EXERCISE.
Write out exactly the lines from the first line of the records below through the line that contains "box: [571, 183, 805, 664]", and stop there.

*** Block opens ***

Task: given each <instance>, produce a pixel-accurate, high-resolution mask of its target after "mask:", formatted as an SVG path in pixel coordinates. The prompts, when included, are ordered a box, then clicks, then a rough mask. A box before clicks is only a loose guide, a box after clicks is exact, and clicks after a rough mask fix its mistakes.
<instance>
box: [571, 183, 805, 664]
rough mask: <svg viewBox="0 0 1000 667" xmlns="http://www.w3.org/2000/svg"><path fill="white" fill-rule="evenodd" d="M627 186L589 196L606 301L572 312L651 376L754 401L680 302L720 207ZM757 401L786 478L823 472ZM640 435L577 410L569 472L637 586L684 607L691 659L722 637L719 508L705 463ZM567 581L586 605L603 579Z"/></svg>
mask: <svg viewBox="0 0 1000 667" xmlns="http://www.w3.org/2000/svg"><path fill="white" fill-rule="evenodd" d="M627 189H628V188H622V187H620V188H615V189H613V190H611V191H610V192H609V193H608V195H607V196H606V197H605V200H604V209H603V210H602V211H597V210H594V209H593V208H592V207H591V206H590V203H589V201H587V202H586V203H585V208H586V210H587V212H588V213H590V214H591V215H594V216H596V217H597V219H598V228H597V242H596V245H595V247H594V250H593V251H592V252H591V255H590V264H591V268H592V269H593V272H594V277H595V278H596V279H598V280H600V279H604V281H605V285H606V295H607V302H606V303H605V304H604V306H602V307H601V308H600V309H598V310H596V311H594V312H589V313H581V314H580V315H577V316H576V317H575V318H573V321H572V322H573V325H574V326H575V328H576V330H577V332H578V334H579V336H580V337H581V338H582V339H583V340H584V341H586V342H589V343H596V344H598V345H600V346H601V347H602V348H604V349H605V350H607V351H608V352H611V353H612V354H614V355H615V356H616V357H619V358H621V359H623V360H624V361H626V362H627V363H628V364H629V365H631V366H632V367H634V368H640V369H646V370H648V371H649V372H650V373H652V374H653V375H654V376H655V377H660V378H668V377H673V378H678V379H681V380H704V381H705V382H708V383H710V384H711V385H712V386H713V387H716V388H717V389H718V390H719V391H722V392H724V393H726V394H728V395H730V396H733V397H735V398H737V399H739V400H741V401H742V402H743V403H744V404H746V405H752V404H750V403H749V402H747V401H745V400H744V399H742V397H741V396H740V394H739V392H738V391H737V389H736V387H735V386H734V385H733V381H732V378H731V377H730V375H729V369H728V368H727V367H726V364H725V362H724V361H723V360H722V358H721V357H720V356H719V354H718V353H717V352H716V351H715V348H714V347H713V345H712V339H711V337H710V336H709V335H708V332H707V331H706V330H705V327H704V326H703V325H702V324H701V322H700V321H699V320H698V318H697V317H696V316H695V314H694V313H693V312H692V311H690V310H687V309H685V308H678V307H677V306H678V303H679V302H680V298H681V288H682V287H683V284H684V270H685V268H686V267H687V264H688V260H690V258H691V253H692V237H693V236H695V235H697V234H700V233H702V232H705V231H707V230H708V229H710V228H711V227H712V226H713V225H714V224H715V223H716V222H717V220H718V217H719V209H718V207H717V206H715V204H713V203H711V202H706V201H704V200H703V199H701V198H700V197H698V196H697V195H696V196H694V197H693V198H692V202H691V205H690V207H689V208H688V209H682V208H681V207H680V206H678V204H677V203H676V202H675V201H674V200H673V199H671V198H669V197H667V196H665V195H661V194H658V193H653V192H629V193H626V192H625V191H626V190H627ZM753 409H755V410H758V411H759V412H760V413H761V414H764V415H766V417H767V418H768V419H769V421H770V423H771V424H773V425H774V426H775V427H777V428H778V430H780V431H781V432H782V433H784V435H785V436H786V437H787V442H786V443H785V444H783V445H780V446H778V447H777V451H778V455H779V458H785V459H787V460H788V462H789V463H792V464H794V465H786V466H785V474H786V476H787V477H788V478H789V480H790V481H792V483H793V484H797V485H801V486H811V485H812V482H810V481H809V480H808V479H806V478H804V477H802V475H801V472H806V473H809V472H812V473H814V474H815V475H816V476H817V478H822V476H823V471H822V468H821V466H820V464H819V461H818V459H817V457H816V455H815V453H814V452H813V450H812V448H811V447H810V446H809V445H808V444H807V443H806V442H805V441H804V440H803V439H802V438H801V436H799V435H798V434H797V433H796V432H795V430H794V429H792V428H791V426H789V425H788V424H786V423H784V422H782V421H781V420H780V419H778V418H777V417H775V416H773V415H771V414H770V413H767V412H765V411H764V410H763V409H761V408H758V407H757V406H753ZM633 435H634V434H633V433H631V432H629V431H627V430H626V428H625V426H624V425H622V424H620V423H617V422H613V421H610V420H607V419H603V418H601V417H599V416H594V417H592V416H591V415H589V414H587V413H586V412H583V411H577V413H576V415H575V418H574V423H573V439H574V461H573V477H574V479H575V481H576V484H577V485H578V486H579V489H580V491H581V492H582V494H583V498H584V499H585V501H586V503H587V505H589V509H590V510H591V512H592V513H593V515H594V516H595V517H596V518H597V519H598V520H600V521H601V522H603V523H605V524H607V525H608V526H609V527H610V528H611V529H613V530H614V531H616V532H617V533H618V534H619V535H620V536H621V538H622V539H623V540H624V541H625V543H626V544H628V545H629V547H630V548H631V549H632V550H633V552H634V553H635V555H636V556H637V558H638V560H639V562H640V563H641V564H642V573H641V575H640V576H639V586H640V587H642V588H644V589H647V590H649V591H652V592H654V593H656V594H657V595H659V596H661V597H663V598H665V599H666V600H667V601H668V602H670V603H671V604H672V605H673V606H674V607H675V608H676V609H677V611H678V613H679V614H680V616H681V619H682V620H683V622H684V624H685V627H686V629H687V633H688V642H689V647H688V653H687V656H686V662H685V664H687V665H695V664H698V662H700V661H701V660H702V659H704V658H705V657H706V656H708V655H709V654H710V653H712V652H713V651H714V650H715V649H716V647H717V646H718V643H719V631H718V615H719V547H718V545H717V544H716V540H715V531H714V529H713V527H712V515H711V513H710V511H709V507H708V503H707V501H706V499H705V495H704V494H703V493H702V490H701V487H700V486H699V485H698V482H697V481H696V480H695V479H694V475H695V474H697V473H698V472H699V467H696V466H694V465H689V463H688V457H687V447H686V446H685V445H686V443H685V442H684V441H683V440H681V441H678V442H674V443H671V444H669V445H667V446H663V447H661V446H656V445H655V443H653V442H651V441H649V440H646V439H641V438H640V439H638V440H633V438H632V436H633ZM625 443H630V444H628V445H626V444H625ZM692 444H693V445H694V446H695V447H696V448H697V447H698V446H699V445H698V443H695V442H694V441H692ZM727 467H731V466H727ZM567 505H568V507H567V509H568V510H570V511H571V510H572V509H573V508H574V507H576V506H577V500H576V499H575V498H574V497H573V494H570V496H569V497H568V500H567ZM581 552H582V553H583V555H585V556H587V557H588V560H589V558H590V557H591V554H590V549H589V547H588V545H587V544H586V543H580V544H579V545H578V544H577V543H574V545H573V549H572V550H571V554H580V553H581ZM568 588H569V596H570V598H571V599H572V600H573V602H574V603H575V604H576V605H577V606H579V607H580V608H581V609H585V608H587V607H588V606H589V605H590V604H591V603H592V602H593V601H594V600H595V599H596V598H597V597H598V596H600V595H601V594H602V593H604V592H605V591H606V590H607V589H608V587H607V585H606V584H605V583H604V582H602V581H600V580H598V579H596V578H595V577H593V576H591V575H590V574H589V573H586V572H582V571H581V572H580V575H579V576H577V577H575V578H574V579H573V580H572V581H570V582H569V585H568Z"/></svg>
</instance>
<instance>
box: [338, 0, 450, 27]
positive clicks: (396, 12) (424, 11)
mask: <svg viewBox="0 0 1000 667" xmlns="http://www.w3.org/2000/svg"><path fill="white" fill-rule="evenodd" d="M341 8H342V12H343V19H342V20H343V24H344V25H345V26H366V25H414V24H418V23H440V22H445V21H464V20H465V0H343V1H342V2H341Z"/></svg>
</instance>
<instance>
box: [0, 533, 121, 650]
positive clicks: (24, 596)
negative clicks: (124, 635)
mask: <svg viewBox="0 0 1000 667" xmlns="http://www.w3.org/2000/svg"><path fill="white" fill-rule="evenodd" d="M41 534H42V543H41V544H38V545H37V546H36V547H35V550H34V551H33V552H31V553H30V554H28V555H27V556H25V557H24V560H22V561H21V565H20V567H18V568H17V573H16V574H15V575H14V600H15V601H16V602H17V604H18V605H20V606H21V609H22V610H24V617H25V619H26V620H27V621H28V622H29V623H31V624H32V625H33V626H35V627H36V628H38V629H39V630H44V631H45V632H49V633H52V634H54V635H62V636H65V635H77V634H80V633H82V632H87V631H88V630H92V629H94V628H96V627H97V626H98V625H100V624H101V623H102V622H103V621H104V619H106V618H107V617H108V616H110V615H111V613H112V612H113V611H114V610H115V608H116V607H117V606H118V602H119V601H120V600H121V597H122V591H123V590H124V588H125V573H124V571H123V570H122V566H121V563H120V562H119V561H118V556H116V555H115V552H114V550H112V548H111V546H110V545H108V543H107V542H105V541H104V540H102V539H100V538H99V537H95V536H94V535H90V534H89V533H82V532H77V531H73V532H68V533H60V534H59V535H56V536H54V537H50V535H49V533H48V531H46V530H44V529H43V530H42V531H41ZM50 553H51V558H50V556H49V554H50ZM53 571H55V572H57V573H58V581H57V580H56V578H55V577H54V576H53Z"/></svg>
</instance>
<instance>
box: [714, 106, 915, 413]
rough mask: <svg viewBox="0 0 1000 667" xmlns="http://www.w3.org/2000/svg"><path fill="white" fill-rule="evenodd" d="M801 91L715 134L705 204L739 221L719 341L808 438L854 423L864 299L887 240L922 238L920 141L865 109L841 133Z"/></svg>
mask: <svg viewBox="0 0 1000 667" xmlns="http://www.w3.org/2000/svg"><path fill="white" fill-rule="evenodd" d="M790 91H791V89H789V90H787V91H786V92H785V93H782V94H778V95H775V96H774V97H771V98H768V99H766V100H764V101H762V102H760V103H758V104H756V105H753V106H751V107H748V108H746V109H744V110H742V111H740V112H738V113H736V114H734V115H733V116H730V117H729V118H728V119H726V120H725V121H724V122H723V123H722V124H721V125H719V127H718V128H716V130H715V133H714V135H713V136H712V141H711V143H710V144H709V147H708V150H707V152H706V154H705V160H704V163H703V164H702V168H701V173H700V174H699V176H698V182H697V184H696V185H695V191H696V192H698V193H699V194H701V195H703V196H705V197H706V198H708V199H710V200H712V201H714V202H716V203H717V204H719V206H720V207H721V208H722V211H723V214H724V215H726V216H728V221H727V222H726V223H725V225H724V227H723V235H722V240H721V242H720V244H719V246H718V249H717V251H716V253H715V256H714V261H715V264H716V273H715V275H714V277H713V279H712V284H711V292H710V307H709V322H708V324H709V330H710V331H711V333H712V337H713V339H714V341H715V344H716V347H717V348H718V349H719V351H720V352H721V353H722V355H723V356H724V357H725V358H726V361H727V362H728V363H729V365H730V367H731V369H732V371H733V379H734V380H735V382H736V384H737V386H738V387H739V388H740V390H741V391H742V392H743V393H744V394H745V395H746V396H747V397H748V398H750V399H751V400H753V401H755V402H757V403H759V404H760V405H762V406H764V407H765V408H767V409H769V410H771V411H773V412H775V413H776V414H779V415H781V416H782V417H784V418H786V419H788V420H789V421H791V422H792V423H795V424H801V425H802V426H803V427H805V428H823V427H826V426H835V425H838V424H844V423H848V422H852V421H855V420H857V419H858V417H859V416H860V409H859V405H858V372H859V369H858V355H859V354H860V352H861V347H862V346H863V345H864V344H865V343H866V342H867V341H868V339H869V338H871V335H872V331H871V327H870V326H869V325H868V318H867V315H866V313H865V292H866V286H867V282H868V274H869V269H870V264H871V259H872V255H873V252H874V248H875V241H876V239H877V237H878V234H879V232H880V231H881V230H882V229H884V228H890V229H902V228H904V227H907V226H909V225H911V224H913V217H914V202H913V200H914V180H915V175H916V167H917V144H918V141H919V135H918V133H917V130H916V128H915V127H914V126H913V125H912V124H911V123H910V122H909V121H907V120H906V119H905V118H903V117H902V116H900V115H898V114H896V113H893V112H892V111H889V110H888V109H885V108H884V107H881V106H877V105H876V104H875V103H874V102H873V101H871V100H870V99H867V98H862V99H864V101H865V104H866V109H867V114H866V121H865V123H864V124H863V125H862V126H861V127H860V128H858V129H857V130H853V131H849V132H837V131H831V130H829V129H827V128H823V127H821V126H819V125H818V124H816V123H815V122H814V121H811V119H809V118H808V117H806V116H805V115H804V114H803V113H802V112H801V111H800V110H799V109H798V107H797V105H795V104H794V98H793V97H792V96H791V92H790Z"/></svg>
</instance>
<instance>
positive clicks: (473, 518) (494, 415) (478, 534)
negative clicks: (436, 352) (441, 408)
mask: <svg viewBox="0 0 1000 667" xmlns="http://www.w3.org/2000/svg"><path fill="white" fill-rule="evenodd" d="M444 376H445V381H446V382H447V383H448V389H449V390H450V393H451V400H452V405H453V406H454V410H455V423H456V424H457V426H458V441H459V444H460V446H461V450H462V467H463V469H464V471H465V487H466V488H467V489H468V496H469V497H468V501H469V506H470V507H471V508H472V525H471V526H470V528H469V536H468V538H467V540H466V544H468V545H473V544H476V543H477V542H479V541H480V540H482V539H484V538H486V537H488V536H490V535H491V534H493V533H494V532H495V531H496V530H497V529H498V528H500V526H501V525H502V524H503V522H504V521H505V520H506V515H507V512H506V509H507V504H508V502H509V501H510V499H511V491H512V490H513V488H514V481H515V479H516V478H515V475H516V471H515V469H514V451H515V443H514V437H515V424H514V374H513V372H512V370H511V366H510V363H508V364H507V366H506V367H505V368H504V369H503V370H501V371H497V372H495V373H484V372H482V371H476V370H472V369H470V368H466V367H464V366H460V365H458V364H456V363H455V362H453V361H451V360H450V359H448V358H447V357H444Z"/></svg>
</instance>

*** Block closes ***

ANSWER TO THE PROBLEM.
Task: given each <instance>, produce a pixel-accurate, high-resolution mask of its target after "mask:", formatted as an SVG path in pixel coordinates. The prompts, when included, are ordered a box, then clicks, then a rough mask. A box before clicks is only a loose guide, a box after clicks is exact, and clicks after a rough mask fix its mistakes.
<instance>
box: [571, 183, 805, 664]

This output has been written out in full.